● **EXTRACT PROVIDED**:
Start
# Living cost



## sundshar (Dec 1, 2016)

Hi all,


Please some one will help me with below query

what will minimum living cost in australia for two people(husband&wife)


----------



## JandE (Jul 17, 2015)

sundshar said:


> Hi all,
> 
> Please some one will help me with below query
> 
> what will minimum living cost in australia for two people(husband&wife)


I would not want to try on lower than $650 per week net income.

But $1,000 would be nearer to a comfortable low income.

$1,500 to live in nice comfort.


----------



## hisbooboo (May 9, 2015)

I guess it would depend where you are living. I personally pay $330 a week in rent alone. Then you need to add in utilities and food, transportation... I could go on, but you get the picture,

I do agree with JandE, but sitting on the low income line it definitely sucks!


----------



## Tiff (Dec 14, 2016)
End
● **RECORDED DATA**:
Start
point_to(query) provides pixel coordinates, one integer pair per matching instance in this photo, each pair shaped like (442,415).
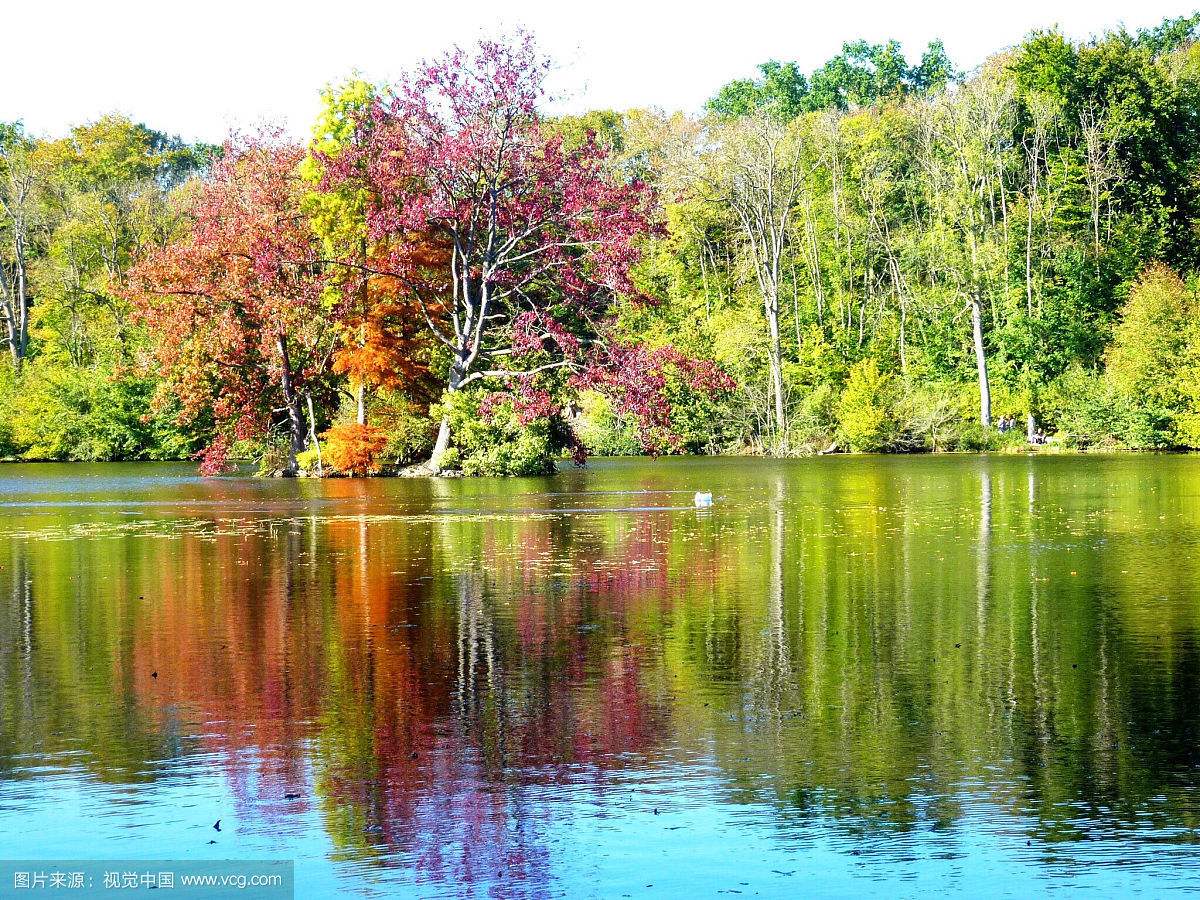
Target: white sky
(198,69)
End
Copy the stretch of the living cost thread from "## JandE (Jul" through "week net income.", changing "$650" to "$700".

## JandE (Jul 17, 2015)

sundshar said:


> Hi all,
> 
> Please some one will help me with below query
> 
> what will minimum living cost in australia for two people(husband&wife)


I would not want to try on lower than $700 per week net income.